#### Document section

++++++

Five years of negotiations could be drawing to a close as soon as next week. Members of the Trans Pacific Partnership – a free trade agreement – are hoping to have all deals done and signatures on the agreements by the end of the first week in August.

But there is still much that is unknown about the agreement. Negotiators have had to withhold publishing their offers so that they can leverage the best deal from other members. It means Australians are having a trade deal signed on their behalf with no idea of what it will cost them and no idea of the benefits.

Much speculation exists about the roles and rights of intellectual property that may see the creation of new laws against online piracy.

But in the wider context the major economies are jostling for power. By opening new markets and reducing tariffs these economies will be ensuring their wealth for generations to come.

Andrew Robb, the Australian trade and investment minister, said the aim of the TPP was to level the playing field between private business and state owned enterprises in the arena of commercial activities.

++++++

[Stored items]
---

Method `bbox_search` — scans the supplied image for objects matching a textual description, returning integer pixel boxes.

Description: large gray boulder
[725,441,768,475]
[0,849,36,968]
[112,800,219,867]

++++++

#### Prompt
Do the following statements agree with the passage on the Trans Pacific Partnership? For each, answer yes or no and quote the deciding words from the passage. (a) Negotiators have published their offers to other members. (b) Members hope to have signatures on the agreements by the end of the first week in August. (c) Andrew Robb is identified as the Australian trade and investment minister.

#### Exercise result
(a) No: "Negotiators have had to withhold publishing their offers so that they can leverage the best deal from other members."
(b) Yes: "hoping to have all deals done and signatures on the agreements by the end of the first week in August."
(c) Yes: "Andrew Robb, the Australian trade and investment minister"